_Work instructions_
Rewrite the entries from the first line through the line containing "<point>247,149</point>", keeping every line including the requests, and add -133 to each coordinate in the answer points while leaving the requests and their format samples unchanged.

>>>>>

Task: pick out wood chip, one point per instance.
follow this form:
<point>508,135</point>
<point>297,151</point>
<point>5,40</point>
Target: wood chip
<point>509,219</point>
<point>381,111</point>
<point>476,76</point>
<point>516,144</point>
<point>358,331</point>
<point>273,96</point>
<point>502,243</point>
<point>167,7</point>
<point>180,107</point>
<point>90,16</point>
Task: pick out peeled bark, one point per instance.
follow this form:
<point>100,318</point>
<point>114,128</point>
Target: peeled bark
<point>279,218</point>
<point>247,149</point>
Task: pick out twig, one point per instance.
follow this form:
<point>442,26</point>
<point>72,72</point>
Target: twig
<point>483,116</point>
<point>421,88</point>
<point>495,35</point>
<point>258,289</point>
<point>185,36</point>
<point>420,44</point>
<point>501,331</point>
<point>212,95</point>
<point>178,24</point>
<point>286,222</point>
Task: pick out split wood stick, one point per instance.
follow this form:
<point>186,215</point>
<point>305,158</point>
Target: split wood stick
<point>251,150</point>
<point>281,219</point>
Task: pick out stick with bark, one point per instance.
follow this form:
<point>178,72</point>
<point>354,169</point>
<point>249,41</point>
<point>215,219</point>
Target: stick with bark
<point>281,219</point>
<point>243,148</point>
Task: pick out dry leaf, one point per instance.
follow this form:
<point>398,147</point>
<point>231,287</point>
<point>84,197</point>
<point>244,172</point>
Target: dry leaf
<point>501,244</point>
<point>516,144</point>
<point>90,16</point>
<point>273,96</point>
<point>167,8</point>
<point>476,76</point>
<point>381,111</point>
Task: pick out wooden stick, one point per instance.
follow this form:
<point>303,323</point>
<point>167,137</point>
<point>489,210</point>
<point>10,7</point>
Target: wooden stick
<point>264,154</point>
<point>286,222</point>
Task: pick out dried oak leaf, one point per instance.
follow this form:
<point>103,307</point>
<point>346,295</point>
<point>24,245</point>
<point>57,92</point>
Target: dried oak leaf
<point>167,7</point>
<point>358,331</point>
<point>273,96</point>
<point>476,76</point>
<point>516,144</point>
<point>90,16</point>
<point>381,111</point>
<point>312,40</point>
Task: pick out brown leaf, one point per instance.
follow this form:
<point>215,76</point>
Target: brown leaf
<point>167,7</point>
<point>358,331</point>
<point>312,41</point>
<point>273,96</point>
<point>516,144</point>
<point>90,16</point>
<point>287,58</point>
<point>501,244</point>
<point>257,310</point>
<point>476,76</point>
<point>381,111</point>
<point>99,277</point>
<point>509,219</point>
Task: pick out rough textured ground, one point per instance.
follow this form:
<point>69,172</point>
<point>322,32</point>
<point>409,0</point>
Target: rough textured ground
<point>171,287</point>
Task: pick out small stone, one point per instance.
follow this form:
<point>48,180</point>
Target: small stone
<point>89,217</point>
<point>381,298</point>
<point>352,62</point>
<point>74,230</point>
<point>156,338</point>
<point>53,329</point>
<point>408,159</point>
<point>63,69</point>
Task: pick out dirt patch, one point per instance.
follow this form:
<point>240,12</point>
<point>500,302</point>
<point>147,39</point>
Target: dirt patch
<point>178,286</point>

<<<<<

_Complete output_
Task: pick out wood chip, one point per instance.
follow this form:
<point>508,135</point>
<point>297,151</point>
<point>5,40</point>
Target: wood chip
<point>376,86</point>
<point>248,-22</point>
<point>343,-57</point>
<point>383,11</point>
<point>225,198</point>
<point>140,-37</point>
<point>369,110</point>
<point>34,-126</point>
<point>47,-26</point>
<point>-43,-117</point>
Task: pick out peeled bark, one point per instance.
follow this form:
<point>100,318</point>
<point>114,128</point>
Target: peeled bark
<point>146,85</point>
<point>114,16</point>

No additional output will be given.